**ВЫБРАННЫЙ ТЕКСТ**:

>>>

Революционность воззрений самих социальных гигиенистов на тело заключалась в том, чтобы рассматривать его как пластичную производную от воздействий окружающей среды. В этом свете изучалось, скажем, влияние голода 1921 года на потерю мозгового вещества (до 22%) и изменение роста детей и подростков (снижение на 3-6 см.) (Невзоров 1924: 100). Характерно, что среди теоретиков и практиков советской социальной гигиены пореволюционной эпохи было распространено недоверие к популярному в те годы конституциональному подходу. В его рамках врожденные особенности строения тела рассматривались как детерминанты физиологических и психологических свойств индивида. Так, в советской специализированной периодике первой половины 1920х годов яростной критике подверглась работа доктора Штернберга «Туберкулез и конституция», где была приведена статистика распространения туберкулеза среди блондинов и брюнетов, лысых и волосатых. Семашко самолично сформулировал главный социально- гигиенический упрек конституционализму:

«Конституция не сеть нечто жизненное и метафизическое, а это есть свойство организма, обусловленное внешней средой» (Семашко 1924: 4).

Но, пожалуй, наиболее радикальная позиция в отношении социальной детерминации телесной организации принадлежала А. Залкинду.

Видный педолог определял современный ему цивилизационный процесс как средство деформации не только конституции, но и физиологии человека:

«Человеческая физиология вступила в полосу глубокого кризиса не только как физиология некоего единого вида… самый вид раскололся под влиянием социально-дезорганизующего способа использования им же его производительных сил. Человечество резко разделилось на классы, психофизиология которых, в соответствии с условиями их производственно- общественного бытия, приняла совершенно своеобразный, специфический характер. Если внимательно заняться сейчас изучением объема грудной клетки, мускульной силы, зоркости, кровяного давления и пр. в различных социальных слоях человечества, мы получим разительнейшие отличия… Оформилось не только классовое сознание, но и особая классовая физиология» (Залкинд 2001: 73-74).

<<<

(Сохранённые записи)
>>>

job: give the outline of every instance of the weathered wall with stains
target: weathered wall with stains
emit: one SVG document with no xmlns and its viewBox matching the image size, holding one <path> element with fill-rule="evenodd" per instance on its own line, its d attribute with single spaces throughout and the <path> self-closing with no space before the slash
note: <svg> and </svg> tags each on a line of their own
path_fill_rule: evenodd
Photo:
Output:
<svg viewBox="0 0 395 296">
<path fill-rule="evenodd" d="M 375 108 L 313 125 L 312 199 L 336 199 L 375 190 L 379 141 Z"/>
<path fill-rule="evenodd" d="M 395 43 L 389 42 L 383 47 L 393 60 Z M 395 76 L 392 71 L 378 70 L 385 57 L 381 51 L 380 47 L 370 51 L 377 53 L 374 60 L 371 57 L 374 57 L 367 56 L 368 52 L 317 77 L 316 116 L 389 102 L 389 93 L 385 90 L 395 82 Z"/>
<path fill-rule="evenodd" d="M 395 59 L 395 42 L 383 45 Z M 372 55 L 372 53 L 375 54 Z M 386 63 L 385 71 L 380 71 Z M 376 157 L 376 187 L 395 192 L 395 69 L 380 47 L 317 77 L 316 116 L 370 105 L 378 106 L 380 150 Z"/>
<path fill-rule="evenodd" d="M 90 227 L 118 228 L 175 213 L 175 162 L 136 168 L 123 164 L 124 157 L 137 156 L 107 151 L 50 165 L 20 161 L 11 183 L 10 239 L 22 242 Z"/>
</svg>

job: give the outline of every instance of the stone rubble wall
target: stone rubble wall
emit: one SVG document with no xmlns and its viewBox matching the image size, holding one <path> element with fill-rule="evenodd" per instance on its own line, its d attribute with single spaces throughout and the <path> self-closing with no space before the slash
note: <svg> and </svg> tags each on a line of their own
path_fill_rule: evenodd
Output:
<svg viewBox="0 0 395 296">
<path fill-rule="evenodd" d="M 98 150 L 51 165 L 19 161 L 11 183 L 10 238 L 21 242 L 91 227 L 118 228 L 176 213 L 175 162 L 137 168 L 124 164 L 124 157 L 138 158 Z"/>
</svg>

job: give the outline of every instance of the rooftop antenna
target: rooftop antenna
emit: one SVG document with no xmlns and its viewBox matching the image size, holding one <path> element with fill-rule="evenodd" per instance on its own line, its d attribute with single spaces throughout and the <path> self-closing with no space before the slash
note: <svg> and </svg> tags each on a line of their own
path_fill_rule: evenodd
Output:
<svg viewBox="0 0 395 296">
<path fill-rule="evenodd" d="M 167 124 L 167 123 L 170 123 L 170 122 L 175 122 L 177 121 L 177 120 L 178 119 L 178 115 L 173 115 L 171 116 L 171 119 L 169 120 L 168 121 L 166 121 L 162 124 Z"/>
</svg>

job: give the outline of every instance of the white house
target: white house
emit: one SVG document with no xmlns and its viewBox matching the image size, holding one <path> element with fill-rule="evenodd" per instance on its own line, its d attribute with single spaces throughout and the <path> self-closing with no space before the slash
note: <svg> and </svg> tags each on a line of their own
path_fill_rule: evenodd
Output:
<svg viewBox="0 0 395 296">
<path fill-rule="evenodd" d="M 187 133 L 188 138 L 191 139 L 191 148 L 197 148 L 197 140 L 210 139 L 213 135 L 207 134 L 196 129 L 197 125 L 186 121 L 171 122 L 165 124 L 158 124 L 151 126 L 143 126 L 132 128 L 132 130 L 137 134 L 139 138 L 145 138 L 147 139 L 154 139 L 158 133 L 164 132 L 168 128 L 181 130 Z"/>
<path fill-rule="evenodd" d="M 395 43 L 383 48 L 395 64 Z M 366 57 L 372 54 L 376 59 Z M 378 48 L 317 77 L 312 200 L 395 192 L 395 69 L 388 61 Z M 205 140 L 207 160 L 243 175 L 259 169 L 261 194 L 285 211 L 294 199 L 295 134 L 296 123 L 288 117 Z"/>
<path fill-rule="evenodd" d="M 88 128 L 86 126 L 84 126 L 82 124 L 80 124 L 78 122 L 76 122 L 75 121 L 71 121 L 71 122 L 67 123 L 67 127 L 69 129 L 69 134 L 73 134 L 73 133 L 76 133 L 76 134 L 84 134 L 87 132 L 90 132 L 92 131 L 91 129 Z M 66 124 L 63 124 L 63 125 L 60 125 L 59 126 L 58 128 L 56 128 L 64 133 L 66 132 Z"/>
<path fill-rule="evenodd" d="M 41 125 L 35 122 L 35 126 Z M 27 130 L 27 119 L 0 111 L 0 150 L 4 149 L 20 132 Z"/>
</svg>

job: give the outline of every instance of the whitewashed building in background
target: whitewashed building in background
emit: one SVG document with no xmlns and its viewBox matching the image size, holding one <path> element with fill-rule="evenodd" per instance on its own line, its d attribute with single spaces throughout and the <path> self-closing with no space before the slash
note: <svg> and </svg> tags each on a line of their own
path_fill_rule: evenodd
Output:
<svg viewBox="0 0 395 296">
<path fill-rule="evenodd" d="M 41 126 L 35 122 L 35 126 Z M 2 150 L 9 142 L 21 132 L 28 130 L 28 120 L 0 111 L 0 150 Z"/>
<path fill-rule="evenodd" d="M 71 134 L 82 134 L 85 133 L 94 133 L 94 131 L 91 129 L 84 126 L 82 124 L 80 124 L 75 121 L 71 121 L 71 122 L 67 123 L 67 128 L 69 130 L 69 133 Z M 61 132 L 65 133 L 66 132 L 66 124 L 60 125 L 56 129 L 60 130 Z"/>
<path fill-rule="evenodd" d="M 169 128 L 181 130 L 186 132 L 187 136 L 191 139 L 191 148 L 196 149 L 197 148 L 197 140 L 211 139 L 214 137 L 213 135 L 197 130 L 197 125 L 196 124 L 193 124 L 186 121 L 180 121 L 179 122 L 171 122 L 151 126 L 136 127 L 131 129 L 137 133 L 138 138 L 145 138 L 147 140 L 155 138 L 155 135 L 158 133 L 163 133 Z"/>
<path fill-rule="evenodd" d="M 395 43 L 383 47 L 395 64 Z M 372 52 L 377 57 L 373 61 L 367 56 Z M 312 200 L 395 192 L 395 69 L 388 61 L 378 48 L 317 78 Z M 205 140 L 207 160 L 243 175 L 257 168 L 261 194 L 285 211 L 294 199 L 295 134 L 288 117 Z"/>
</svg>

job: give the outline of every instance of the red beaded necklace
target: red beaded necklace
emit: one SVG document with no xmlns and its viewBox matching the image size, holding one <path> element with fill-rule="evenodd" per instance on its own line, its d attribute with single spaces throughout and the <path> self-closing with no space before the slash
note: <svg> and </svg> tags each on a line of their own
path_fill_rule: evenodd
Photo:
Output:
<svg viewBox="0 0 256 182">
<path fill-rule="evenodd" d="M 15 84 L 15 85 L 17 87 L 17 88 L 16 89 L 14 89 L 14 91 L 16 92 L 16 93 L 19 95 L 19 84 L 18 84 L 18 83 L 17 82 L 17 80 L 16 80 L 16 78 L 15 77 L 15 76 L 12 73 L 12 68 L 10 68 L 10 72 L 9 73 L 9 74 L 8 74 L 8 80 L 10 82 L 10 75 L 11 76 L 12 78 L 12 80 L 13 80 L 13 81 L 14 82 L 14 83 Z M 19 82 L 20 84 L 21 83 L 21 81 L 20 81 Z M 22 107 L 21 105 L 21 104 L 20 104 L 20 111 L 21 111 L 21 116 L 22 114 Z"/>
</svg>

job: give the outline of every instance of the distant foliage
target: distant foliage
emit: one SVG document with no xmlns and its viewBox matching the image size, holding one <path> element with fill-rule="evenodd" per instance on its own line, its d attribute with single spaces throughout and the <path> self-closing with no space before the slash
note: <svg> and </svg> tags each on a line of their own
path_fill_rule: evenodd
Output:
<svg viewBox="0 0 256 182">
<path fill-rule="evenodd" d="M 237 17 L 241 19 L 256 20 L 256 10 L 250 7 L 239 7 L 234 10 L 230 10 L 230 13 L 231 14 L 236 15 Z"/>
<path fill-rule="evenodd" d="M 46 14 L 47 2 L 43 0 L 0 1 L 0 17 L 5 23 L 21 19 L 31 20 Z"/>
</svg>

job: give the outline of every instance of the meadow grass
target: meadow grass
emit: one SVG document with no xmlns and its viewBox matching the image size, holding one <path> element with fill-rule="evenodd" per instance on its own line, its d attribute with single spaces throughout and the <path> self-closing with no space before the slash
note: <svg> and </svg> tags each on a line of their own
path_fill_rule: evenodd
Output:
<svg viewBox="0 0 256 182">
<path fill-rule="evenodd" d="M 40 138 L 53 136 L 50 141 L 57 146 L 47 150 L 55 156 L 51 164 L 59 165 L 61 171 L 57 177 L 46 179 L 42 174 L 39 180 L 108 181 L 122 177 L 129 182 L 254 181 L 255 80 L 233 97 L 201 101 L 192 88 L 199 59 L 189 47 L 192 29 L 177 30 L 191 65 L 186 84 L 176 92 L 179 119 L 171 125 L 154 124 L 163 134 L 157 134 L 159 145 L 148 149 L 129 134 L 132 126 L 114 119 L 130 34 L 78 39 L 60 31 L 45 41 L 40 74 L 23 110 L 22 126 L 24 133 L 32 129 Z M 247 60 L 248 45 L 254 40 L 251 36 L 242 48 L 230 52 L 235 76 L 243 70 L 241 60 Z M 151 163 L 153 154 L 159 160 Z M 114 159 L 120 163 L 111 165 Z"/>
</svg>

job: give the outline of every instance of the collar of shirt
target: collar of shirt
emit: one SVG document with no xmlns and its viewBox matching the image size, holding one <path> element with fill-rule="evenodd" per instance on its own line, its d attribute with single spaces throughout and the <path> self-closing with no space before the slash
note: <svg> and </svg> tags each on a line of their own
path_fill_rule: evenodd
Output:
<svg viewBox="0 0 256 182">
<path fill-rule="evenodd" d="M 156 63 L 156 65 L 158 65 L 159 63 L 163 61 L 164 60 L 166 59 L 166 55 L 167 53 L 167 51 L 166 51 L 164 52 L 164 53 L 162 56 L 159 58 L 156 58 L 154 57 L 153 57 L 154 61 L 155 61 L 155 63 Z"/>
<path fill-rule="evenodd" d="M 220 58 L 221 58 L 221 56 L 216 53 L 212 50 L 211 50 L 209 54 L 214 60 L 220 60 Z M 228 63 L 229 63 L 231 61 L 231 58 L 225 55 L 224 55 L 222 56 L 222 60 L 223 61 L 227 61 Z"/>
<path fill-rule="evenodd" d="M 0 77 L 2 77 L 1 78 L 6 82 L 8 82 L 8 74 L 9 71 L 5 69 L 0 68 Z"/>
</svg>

<<<

**ЗАДАНИЕ 1**: На сколько сантиметров, согласно тексту о социальной гигиене, снизился рост детей и подростков под влиянием голода 1921 года?
**ЗАДАНИЕ 2**: Напишите продолжение текста о социальной гигиене, начиная сразу после его последнего предложения.

**ОТВЕТ 1**: На 3–6 см.

**ОТВЕТ 2**:
При такой постановке вопроса тело оказывалось величиной хрупкой и переменной, а задачи социальной гигиены сводились к его регулярному измерению и калькуляции с одной стороны и оптимизации деформирующих воздействий среды на организм – с другой. Вокруг этих задач были сгруппированы базовые дискурсивные стратегии, направленные на выявление и конституирование тела в мирах советской социальной гигиены 1920х годов.

Антропометрический порыв

С середины 1920х годов отчеты с мест о деятельности в области социальной гигиены, да и научные отчеты Государственного института социальной гигиены неизменно начинались с перечня антропометрических мероприятий, а по всей стране создавались антропометрические кабинеты. Так, в 1927 году через антропометрический кабинет ставропольского пункта здоровья юных пионеров «было пропущено 67 человек пионеров», [fn]Доклад о работе пункта службы здоровья юных пионеров в городе Ставрополе. ГАРО. Ф. 2363, О.1, Ед. 4. 1927. Л. 13.[/fn] а через владикавказский – 150 пионеров и 268 физкультурников. [fn]ГАРО, Ф. 2363О.1, , Ед. 4, Л. 151. [/fn] Годом ранее биометрический кабинет при Институте социальной гигиены (под руководством директора института, проф. Молькова) троекратно измерил 1000 школьников Хамовнического района и продолжил исследование физкультурников. В первом приближении создается впечатление, что антропометрическим процедурам подвергались исключительно пионеры и физкультурники – главные претенденты на звание «нового человека» или, быть может, наиболее доступные для снятия антропологических мерок категории. К ним нерегулярно добавлялись слушатели уездных курсов политработников и политпросвета, нацмены (в частности, осетины и дагестанцы), рабочие московских заводов и т.д. Из этих обрывочных сведений вырисовывается грандиозный проект советских гигиенистов – измерить все существующие социальные группы в их локальном существоании. Но зачем?

На этот вопрос ответил в своей программной статье Е. Яковенко:

«Как, в самом деле, судить о влиянии социальной среды на человека, если не изучить раньше, каким образом вообще обнаруживается телесное развитие человека?… Мера гигиенического и вообще социального прогресса должна быть установлена методом антропометрического наблюдения» (Яковенко 1923: 12).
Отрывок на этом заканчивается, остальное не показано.